━━━ Entries supplied ━━━

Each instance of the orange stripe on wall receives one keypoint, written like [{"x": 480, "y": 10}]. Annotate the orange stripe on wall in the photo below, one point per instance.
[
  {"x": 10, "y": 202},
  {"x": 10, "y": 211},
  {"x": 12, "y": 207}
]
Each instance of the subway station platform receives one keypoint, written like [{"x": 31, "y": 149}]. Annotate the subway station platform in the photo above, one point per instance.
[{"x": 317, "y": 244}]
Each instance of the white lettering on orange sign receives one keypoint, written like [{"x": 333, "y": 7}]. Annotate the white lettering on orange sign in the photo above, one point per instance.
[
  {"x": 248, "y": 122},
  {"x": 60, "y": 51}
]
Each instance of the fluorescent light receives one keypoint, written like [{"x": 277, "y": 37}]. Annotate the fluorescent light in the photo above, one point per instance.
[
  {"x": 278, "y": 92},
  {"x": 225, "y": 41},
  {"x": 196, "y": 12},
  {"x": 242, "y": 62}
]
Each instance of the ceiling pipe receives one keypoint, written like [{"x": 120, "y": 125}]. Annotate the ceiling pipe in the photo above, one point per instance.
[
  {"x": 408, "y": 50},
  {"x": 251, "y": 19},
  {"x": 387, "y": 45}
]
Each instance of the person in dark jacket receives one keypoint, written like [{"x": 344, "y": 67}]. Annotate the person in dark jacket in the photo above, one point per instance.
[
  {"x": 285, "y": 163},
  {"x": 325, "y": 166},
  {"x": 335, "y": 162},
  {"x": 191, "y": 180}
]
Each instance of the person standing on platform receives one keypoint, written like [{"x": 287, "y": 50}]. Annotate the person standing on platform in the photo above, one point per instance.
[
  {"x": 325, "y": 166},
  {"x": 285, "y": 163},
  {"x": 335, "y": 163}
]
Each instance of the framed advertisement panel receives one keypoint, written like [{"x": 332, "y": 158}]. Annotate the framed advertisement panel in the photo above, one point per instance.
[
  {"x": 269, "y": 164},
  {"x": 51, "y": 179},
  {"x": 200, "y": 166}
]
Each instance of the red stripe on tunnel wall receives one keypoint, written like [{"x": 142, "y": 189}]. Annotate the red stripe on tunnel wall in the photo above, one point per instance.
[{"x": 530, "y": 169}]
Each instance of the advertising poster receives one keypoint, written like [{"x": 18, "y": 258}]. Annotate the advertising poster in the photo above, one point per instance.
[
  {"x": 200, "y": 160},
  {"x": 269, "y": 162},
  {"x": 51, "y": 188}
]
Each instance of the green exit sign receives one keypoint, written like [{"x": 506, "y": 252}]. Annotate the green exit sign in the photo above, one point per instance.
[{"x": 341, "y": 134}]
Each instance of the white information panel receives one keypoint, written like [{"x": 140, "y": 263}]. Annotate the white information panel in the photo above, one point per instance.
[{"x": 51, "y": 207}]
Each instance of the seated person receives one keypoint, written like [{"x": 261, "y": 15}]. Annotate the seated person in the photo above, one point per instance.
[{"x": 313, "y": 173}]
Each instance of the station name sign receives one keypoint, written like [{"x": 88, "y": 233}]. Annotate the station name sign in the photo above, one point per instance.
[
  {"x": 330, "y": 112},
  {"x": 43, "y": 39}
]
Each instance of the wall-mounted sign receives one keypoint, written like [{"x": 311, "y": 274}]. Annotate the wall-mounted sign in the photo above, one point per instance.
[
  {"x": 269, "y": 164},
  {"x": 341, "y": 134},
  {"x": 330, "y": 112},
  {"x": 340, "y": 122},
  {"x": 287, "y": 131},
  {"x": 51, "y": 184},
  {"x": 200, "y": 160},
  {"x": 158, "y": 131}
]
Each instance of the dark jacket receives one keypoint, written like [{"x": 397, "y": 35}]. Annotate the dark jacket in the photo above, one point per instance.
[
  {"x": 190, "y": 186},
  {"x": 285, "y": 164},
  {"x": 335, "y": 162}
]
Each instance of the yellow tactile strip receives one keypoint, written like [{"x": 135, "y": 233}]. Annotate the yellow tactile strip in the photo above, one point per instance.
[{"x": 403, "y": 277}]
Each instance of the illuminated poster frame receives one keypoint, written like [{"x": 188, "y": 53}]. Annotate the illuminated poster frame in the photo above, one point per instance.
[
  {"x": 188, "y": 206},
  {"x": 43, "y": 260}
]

━━━

- _What the task requires_:
Write the listing out again, exactly as shown above.

- _Task response_:
Each instance of the orange stripe on wall receives one keypoint, written like [{"x": 480, "y": 10}]. Annotate the orange stripe on wall in the photo below, one point per instance.
[
  {"x": 10, "y": 202},
  {"x": 10, "y": 211},
  {"x": 12, "y": 207}
]
Each instance of the subway station platform receives one keypoint, written like [{"x": 31, "y": 149}]. Annotate the subway station platform in the photo above, one point per instance.
[{"x": 317, "y": 244}]
Each instance of the white lettering on orange sign receives one keypoint, written like [{"x": 333, "y": 7}]. Annotate the white lettering on orange sign in the photo above, one point per instance.
[
  {"x": 248, "y": 122},
  {"x": 60, "y": 51}
]
Each instance of the fluorescent light receives one keypoint, written like [{"x": 277, "y": 37}]. Annotate the fluorescent light in the photo above, one point per instance.
[
  {"x": 278, "y": 92},
  {"x": 225, "y": 41},
  {"x": 196, "y": 12},
  {"x": 242, "y": 62}
]
Each instance of the ceiling pipe receives one keypoint, written like [{"x": 120, "y": 125}]. Annotate the ceiling pipe in the photo above, one point per instance.
[
  {"x": 408, "y": 50},
  {"x": 251, "y": 19},
  {"x": 387, "y": 45}
]
Each instance of the person in dark jacket receives one keypoint, written like [{"x": 344, "y": 67}]. Annotate the person in dark jacket in the photo above, one point per instance.
[
  {"x": 285, "y": 163},
  {"x": 325, "y": 166},
  {"x": 335, "y": 162},
  {"x": 191, "y": 180}
]
Each instance of the person standing on platform receives one keypoint, written like [{"x": 287, "y": 50}]. Annotate the person standing on platform in the photo above, one point per instance.
[
  {"x": 325, "y": 166},
  {"x": 285, "y": 163},
  {"x": 335, "y": 163}
]
Each instance of the framed advertisement panel receives one keypoint, written like [{"x": 332, "y": 158}]. Annotate the framed advertisement panel in the photo above, one point per instance.
[
  {"x": 269, "y": 164},
  {"x": 51, "y": 179},
  {"x": 200, "y": 166}
]
Each instance of the red stripe on tunnel wall receives one keypoint, written like [{"x": 142, "y": 189}]. Annotate the red stripe on tunnel wall in the photo above, one point per instance.
[{"x": 530, "y": 169}]
Each instance of the advertising poster receives one keypoint, written like [{"x": 18, "y": 258}]. Annotate the advertising poster in the photo above, one point per instance.
[
  {"x": 200, "y": 160},
  {"x": 269, "y": 162},
  {"x": 51, "y": 188}
]
Each instance of the green exit sign receives one keypoint, written like [{"x": 506, "y": 252}]. Annotate the green exit sign in the photo above, one point per instance.
[{"x": 341, "y": 134}]
Each instance of the white information panel receives one keypoint, written like [{"x": 140, "y": 263}]. Annotate the white information panel in the photo above, one point per instance.
[{"x": 51, "y": 207}]
Each instance of the seated person receives one keypoint, written like [{"x": 261, "y": 15}]. Annotate the seated person in the photo above, one point per instance.
[{"x": 313, "y": 173}]
Each instance of the station name sign receives one keypoint, written like [{"x": 88, "y": 233}]. Annotate the station name sign in the photo above, one point per instance.
[
  {"x": 330, "y": 112},
  {"x": 43, "y": 39}
]
Each instance of the wall-mounted sign receives one keypoint, written like [{"x": 311, "y": 274}]. Annotate the wall-mounted sign in the photo above, one point per instance.
[
  {"x": 269, "y": 164},
  {"x": 341, "y": 134},
  {"x": 330, "y": 112},
  {"x": 340, "y": 122},
  {"x": 287, "y": 131},
  {"x": 51, "y": 184},
  {"x": 200, "y": 160},
  {"x": 158, "y": 131}
]
Each instance of the dark jacket receives one keypoint, written like [{"x": 397, "y": 35}]. Annotate the dark jacket in the photo above, one point per instance.
[
  {"x": 190, "y": 186},
  {"x": 285, "y": 164},
  {"x": 335, "y": 162}
]
Each instance of the yellow tactile strip receives one keypoint, written like [{"x": 135, "y": 233}]. Annotate the yellow tactile strip in the photo above, one point per instance.
[{"x": 403, "y": 277}]
Each instance of the illuminated poster frame receives one keypoint, written like [{"x": 188, "y": 53}]. Annotate the illuminated poster frame in the photo above, one point per instance.
[
  {"x": 188, "y": 206},
  {"x": 43, "y": 260}
]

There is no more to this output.